*Problem requirements*: Please lay out the stretch of entries below, from the start through the line that contains "253,323,462,541", as a Markdown table with columns named Row and Line. Number each row and leave out any blank lines.
[START]
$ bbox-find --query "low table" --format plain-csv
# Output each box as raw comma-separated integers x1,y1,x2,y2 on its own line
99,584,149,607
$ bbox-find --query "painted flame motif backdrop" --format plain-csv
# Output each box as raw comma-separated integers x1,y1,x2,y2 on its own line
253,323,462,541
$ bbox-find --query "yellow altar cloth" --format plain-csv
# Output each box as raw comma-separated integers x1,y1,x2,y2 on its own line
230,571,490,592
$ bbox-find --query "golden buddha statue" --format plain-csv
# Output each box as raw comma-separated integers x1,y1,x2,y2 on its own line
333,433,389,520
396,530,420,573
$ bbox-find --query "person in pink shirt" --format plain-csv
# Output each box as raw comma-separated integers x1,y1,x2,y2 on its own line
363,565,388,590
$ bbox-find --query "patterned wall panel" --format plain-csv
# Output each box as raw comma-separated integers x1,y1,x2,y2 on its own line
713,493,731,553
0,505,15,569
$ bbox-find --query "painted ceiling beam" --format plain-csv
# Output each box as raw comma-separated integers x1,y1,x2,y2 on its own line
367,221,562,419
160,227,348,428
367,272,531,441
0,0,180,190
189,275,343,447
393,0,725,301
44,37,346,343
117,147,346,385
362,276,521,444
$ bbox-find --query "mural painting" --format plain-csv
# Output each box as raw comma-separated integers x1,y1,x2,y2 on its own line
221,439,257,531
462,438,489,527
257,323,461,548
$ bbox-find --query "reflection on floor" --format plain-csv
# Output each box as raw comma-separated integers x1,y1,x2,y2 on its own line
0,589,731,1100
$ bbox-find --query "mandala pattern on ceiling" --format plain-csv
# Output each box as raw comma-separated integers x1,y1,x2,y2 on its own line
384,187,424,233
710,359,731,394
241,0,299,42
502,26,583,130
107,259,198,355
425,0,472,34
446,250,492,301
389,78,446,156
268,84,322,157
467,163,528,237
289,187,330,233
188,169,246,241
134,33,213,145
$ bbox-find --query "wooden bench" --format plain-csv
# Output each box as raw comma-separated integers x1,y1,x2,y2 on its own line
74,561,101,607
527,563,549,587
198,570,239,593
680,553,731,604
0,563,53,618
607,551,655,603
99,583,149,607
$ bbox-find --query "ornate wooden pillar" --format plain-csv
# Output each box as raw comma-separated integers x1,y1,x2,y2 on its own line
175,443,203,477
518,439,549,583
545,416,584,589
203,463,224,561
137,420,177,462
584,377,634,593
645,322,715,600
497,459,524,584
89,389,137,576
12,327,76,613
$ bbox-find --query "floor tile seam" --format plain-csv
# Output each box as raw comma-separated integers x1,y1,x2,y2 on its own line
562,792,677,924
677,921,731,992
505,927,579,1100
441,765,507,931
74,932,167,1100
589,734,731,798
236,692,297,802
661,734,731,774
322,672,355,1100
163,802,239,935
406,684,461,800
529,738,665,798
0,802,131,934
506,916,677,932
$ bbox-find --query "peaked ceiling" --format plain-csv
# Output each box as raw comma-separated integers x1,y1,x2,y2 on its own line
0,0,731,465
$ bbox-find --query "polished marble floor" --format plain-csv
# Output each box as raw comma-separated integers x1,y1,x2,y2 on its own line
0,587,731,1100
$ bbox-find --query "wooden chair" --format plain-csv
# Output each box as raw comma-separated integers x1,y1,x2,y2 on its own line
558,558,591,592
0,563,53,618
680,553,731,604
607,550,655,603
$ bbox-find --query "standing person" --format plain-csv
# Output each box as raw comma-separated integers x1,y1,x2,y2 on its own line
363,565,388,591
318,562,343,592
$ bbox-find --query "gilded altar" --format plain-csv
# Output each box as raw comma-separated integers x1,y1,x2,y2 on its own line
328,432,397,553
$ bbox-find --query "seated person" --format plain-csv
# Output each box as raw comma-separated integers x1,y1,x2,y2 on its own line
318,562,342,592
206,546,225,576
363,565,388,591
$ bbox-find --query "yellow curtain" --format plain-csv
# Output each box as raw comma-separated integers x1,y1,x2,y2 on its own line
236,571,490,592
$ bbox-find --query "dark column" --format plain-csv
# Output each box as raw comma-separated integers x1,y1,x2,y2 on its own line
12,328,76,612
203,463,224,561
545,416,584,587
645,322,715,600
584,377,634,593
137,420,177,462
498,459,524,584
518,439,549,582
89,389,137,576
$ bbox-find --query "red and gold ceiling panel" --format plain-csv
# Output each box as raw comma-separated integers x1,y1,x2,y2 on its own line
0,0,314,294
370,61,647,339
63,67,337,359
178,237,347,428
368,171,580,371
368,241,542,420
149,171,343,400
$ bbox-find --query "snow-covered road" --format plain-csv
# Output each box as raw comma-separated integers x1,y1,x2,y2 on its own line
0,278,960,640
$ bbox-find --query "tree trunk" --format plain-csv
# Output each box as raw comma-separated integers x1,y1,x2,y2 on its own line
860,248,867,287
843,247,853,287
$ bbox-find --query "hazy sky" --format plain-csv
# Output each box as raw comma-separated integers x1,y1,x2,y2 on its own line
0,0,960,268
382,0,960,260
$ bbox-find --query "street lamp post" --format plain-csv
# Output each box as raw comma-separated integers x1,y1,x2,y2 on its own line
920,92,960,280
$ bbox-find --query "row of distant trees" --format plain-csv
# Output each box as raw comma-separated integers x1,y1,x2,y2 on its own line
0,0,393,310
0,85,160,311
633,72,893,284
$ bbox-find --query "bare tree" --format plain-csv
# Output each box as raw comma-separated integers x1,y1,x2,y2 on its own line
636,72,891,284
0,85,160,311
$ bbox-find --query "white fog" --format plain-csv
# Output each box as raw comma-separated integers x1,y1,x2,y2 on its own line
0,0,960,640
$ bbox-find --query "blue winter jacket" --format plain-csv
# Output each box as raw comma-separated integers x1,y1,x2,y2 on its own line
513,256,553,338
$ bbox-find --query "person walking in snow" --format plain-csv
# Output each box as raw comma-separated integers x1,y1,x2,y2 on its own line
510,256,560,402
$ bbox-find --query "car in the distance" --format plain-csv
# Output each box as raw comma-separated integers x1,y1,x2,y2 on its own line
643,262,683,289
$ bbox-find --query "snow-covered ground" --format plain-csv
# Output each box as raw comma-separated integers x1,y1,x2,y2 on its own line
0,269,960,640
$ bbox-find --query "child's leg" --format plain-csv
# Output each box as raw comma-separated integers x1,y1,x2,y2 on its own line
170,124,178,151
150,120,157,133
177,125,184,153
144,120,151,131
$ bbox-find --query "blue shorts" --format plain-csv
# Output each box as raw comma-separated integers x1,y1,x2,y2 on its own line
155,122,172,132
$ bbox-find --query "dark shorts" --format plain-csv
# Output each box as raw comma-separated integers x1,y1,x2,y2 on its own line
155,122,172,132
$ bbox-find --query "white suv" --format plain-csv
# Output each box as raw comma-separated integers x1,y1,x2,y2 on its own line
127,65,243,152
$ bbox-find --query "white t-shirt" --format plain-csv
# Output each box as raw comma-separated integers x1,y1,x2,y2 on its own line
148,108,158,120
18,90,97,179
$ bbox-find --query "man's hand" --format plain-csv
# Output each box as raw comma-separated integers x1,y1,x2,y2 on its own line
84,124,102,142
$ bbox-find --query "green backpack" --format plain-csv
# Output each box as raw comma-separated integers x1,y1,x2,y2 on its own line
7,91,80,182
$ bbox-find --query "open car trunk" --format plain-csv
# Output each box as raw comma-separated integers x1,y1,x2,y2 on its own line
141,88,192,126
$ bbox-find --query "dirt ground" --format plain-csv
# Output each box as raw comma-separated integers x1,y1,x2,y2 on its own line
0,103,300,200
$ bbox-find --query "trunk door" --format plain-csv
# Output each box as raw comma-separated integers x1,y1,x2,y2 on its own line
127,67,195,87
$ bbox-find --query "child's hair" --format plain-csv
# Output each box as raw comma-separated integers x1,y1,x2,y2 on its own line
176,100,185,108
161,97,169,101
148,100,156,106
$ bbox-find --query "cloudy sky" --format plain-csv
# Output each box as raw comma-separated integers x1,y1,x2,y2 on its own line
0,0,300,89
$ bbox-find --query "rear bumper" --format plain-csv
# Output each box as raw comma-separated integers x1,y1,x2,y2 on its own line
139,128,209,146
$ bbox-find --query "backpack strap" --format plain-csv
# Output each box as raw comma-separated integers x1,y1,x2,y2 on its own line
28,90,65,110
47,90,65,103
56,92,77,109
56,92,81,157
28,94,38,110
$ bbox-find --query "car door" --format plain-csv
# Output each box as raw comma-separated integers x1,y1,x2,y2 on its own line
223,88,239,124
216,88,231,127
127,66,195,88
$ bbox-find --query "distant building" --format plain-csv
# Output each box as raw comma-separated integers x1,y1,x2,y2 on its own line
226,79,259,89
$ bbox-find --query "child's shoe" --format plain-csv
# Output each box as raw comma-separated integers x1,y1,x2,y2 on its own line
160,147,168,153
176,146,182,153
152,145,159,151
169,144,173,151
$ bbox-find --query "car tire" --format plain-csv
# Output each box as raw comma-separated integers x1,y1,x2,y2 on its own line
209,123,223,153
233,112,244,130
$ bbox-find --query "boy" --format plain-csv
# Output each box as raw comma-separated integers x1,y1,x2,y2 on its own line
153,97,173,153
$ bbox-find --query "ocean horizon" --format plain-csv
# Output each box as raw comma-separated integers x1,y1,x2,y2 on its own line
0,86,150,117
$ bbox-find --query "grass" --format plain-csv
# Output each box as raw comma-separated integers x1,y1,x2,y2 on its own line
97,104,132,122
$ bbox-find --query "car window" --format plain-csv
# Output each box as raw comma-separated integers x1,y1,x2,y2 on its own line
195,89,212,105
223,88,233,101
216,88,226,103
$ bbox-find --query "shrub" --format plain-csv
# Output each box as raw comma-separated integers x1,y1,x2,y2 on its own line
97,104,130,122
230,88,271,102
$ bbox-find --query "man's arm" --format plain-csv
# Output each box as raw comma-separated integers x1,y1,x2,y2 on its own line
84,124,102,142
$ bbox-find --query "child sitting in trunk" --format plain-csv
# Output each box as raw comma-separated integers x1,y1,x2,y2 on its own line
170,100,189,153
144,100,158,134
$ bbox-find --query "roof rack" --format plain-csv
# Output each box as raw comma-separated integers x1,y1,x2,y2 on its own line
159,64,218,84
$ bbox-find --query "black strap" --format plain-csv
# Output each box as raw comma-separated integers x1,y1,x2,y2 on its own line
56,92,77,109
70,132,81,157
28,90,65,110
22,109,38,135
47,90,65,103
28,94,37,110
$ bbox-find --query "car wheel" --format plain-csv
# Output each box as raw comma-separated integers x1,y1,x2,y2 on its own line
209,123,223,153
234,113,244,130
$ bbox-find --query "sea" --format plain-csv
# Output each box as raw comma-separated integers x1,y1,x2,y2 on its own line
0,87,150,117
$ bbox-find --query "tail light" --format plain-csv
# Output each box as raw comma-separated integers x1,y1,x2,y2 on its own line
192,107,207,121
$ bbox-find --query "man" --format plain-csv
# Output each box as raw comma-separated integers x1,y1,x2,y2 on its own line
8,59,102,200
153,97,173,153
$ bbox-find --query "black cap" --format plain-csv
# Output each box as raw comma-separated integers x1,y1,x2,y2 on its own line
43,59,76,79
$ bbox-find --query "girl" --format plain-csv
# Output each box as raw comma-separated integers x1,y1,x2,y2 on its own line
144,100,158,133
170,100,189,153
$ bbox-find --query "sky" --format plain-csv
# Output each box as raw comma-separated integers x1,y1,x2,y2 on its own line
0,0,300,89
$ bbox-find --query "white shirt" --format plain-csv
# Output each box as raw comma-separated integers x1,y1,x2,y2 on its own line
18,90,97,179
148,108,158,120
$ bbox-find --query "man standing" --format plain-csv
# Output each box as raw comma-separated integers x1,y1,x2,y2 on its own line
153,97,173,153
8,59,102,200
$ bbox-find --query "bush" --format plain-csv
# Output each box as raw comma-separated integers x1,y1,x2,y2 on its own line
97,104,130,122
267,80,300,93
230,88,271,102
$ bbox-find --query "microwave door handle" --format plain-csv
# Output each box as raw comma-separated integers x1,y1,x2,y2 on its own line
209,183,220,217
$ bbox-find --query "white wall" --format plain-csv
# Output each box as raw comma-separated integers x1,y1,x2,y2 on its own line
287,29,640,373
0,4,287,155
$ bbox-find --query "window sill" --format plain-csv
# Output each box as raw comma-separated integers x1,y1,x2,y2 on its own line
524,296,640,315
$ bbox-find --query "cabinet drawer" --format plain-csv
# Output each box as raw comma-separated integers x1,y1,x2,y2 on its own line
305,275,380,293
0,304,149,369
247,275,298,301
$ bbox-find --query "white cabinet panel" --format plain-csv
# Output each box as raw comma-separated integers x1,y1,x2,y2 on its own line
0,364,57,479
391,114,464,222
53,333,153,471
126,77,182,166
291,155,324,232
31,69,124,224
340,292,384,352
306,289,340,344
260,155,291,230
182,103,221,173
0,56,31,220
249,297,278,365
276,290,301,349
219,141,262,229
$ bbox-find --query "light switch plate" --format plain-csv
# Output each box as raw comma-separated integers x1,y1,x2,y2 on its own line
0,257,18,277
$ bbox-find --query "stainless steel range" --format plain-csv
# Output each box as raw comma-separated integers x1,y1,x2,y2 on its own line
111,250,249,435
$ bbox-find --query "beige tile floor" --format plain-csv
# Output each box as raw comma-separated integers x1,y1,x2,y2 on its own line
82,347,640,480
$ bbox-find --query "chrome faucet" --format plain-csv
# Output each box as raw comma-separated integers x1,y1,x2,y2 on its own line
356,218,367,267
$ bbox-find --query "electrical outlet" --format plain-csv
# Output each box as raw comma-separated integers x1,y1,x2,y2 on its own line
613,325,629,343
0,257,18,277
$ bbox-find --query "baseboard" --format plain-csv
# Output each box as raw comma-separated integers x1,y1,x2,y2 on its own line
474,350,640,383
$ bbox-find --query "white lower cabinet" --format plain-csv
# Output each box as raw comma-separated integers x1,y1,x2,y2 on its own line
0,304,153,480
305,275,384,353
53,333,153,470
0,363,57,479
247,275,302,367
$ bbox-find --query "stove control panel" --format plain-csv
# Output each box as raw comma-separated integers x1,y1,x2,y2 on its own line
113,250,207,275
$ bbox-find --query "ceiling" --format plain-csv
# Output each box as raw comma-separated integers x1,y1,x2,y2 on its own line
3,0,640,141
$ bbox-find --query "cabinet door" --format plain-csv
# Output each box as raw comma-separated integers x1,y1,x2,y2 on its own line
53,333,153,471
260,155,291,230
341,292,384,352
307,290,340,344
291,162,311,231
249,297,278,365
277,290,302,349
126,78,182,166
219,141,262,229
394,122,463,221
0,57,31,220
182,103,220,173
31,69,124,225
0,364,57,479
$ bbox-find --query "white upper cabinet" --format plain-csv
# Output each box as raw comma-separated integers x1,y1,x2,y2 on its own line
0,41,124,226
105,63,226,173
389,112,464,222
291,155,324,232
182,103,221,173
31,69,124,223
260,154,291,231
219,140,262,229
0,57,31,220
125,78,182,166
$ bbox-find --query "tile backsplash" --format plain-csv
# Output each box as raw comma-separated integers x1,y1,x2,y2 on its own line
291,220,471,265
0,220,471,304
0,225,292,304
[END]
*Reply*:
| Row | Line |
|---|---|
| 1 | $ bbox-find --query "low table" --format plain-csv |
| 2 | # Output each box as raw comma-separated integers x1,y1,x2,y2 on its own line |
| 3 | 99,584,149,607 |
| 4 | $ bbox-find --query "painted flame motif backdrop" --format plain-csv |
| 5 | # Output each box as raw comma-separated integers x1,y1,x2,y2 on its own line |
| 6 | 253,323,462,541 |